##### Provided passage #####

Some say dreams give meaning to life. But it sounds heavy to me. My dreams always revolved around a better and happy life. I never had a professional ambition. As a child I never aimed to become this or that on growing up. My desires from that time were always of a good lifestyle, money, respect. In short, a prosperous life. I grew up with this dream but didn’t knew how to achieve it. Now I know. I learned ones interest grows once you plunge into something. Computer Engineering is something now I love.
Engineering brought good changes in my life. One of them was competitiveness. I never competed in my school life. But as soon as I entered engineering I had a close feel of the competitive world. My first friends were toppers and they made the difference. Let me tell you the secret about this world is its addictive. Once you start being in the top your want for it grows. The passion in it is infectious. You can do anything but get out of it. Competition brought confidence and confidence tagged aspirations along with it.

##### Given entries #####

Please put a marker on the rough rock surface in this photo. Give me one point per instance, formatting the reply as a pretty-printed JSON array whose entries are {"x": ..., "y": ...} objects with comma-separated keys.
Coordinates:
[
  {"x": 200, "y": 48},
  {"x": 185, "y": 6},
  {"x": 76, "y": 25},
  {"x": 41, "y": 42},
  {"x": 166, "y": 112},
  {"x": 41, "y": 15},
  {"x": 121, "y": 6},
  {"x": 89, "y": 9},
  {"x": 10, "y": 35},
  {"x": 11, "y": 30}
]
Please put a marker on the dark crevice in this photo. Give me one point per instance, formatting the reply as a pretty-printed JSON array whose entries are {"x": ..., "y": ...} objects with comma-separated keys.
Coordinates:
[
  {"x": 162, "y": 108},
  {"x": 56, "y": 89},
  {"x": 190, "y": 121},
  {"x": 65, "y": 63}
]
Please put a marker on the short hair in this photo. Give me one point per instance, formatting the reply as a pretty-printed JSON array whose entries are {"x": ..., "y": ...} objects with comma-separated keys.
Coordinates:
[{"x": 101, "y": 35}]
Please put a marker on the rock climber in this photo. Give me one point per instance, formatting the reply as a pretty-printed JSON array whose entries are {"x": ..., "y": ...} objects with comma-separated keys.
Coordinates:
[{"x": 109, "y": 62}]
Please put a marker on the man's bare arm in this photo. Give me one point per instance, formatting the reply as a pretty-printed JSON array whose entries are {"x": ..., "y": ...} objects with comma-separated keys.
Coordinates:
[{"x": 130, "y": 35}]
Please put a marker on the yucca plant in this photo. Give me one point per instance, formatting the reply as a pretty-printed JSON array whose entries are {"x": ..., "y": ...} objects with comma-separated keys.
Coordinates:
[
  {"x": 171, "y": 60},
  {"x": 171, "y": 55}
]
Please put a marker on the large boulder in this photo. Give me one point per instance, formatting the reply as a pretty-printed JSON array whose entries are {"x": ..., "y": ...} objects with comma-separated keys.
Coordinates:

#####
##### Given entries #####

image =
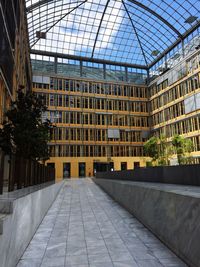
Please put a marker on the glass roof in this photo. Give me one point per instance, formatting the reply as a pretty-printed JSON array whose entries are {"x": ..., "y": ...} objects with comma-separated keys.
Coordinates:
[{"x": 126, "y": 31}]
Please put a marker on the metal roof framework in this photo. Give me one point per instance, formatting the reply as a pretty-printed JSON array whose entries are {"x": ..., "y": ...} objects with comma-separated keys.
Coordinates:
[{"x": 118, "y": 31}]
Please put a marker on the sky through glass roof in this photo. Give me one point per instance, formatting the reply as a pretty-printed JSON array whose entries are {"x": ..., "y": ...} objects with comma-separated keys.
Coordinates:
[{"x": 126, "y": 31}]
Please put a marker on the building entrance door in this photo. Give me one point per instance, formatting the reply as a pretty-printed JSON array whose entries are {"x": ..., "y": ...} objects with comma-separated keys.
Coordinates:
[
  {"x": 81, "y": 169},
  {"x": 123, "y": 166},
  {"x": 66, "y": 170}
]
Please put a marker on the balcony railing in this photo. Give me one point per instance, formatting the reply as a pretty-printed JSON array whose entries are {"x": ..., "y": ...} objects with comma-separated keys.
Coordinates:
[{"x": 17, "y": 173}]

#####
##### Given entries #####

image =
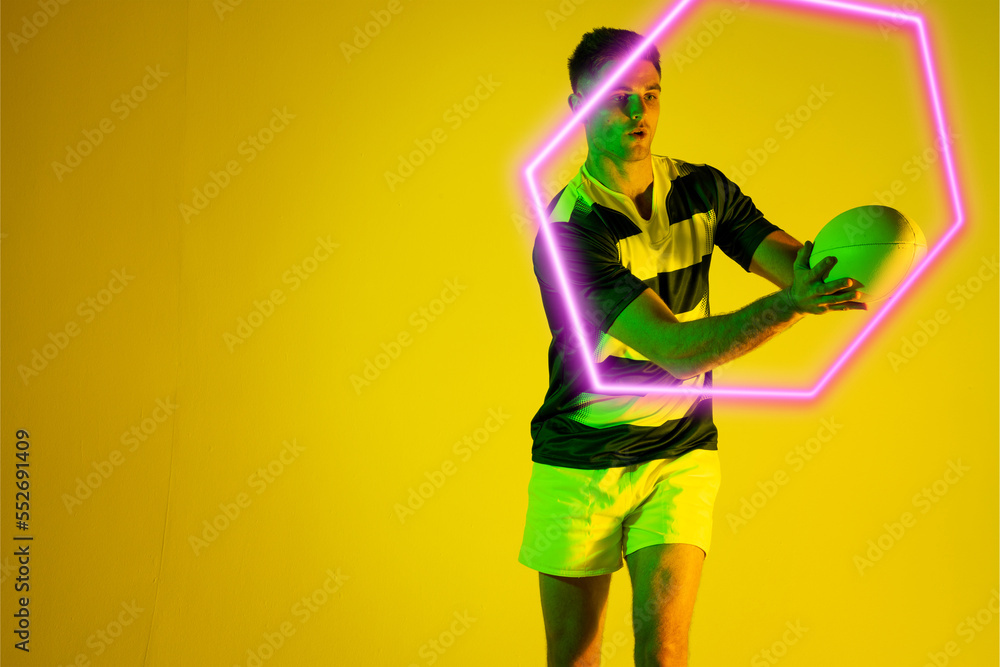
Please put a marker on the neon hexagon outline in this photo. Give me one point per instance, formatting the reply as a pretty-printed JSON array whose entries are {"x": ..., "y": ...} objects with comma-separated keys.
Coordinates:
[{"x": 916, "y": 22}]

#####

* _What this task involves_:
The passage above about dreams and engineering names the desires the writer had as a child. List each one.

* _Written answer_:
- A good lifestyle
- Money
- Respect